(Records from a data collection)

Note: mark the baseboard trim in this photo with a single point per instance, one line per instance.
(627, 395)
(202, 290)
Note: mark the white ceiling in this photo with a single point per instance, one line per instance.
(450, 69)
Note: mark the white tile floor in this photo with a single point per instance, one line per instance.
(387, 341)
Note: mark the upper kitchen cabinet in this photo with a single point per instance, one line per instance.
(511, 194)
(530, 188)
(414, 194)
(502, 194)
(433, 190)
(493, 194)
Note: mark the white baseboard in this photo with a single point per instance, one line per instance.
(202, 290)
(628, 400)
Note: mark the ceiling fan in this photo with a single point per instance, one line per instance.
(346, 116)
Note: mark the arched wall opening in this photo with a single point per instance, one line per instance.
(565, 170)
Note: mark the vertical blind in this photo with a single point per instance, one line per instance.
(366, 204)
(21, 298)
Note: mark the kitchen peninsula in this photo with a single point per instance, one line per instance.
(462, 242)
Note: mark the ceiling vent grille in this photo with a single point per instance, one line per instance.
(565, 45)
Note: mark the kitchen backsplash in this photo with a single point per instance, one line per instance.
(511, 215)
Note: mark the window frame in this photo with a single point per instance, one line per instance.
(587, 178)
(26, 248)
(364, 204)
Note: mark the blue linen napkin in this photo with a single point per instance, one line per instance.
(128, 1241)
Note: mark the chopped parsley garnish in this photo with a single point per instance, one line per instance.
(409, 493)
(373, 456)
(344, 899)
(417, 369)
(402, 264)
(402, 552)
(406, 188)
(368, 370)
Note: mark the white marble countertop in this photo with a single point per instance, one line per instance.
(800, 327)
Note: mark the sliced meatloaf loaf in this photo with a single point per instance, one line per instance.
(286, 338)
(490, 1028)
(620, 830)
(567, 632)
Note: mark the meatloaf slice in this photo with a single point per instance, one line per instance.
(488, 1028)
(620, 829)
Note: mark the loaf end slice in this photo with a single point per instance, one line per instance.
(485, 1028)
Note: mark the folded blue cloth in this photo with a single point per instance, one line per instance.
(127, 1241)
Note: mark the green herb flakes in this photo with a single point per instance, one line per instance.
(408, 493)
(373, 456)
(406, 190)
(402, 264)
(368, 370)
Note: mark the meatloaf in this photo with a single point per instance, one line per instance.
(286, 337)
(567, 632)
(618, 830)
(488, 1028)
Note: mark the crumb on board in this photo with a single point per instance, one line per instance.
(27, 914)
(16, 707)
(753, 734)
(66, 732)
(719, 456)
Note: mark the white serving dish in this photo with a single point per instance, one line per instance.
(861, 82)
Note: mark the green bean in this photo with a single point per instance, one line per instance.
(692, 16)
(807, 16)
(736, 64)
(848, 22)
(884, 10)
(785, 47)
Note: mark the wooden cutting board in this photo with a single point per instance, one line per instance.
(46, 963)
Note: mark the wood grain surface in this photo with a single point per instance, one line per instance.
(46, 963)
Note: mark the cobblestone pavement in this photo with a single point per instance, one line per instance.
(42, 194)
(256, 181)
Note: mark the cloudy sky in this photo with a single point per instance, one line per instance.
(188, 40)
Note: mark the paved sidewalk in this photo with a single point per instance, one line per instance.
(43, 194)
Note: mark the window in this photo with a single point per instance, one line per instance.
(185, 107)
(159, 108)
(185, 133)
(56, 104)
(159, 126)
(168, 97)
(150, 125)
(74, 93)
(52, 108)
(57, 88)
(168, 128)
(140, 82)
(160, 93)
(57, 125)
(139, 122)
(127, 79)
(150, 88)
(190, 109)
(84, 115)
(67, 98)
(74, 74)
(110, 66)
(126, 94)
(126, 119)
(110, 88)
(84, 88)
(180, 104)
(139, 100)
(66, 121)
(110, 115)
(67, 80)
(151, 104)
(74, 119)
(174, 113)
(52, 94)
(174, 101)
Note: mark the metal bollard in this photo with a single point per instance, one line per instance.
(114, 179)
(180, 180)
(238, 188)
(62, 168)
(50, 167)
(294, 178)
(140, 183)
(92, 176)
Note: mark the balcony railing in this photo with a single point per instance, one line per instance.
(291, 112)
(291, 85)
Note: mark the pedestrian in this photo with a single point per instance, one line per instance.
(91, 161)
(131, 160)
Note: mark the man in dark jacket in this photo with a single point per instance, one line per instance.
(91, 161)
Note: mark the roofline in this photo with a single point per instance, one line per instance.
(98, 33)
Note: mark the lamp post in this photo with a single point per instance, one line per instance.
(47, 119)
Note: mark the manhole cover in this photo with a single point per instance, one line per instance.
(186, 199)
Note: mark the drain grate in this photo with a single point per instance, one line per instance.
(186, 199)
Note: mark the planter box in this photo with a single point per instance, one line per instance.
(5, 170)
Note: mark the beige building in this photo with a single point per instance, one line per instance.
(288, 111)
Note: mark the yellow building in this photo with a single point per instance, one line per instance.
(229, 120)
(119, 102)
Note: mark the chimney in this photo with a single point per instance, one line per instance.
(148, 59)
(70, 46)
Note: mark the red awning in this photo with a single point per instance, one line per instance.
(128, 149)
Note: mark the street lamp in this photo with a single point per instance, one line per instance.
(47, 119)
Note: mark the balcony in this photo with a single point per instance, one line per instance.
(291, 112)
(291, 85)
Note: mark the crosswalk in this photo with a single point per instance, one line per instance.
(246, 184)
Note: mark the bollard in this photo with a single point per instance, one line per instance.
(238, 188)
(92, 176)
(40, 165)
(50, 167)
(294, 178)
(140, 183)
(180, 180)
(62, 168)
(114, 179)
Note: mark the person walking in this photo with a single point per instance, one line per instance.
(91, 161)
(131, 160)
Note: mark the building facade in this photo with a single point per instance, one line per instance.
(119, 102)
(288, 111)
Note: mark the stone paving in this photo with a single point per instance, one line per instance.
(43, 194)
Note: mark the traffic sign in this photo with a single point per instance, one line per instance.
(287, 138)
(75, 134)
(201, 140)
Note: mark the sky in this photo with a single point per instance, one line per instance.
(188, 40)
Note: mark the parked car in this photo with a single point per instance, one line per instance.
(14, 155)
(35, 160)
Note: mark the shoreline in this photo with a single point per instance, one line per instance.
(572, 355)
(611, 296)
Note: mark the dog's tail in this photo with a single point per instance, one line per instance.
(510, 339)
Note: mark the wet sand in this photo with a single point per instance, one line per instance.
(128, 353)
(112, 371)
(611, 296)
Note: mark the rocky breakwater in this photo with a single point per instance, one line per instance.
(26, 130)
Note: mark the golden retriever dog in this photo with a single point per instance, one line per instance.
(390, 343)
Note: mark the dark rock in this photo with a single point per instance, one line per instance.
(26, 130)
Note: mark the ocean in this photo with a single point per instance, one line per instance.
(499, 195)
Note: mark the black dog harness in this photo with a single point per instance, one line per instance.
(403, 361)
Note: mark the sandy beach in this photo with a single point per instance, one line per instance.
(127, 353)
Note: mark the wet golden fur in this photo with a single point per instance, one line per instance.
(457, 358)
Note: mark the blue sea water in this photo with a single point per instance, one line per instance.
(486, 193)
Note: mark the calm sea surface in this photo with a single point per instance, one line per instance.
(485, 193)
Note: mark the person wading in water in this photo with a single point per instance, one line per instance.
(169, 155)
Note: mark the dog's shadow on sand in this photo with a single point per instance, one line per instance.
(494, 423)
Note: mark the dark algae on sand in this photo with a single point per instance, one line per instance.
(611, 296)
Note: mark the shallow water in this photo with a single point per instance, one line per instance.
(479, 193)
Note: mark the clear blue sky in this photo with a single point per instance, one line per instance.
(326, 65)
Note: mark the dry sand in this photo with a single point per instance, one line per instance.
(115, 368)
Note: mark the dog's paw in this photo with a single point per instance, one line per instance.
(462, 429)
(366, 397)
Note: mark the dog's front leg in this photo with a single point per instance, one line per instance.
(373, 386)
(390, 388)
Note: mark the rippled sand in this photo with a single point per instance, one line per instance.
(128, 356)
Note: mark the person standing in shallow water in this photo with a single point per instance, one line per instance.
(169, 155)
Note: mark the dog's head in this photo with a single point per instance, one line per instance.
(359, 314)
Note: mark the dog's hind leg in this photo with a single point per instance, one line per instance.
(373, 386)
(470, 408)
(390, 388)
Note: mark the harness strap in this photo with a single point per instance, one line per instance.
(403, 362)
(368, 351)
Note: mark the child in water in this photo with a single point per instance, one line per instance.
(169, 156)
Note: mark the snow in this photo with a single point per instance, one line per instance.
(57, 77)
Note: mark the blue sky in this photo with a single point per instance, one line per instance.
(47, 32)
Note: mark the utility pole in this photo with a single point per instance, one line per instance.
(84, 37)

__Assigned task__: All lines from the one containing "Note: mark the dog's front" to the end of the records, both ends included, should be printed exactly and on their own.

__Answer section__:
Note: mark the dog's front leg in this photo with a single point per instance, one line per instance.
(373, 386)
(390, 388)
Note: mark the rippled sand in this photo with a single point per instance, one line per instance.
(128, 356)
Note: mark the person standing in shallow water in this photo with a single point per instance, one line per instance.
(169, 155)
Note: mark the dog's head in this photo with a single point per instance, one line per instance.
(359, 314)
Note: mark the dog's hind leg in this photo with a single point per instance, one line per instance.
(373, 386)
(470, 408)
(390, 388)
Note: mark the harness strap in this photo with a single point per instance, one line per instance.
(403, 362)
(368, 351)
Note: mark the child in water in this photo with a single point per instance, one line per instance.
(169, 156)
Note: mark the snow in this photo with a single point per instance, one line per instance.
(57, 77)
Note: mark the blue sky in this photo with a single point per instance, one line per instance.
(47, 32)
Note: mark the utility pole in this photo with a single point per instance, one line per instance.
(84, 37)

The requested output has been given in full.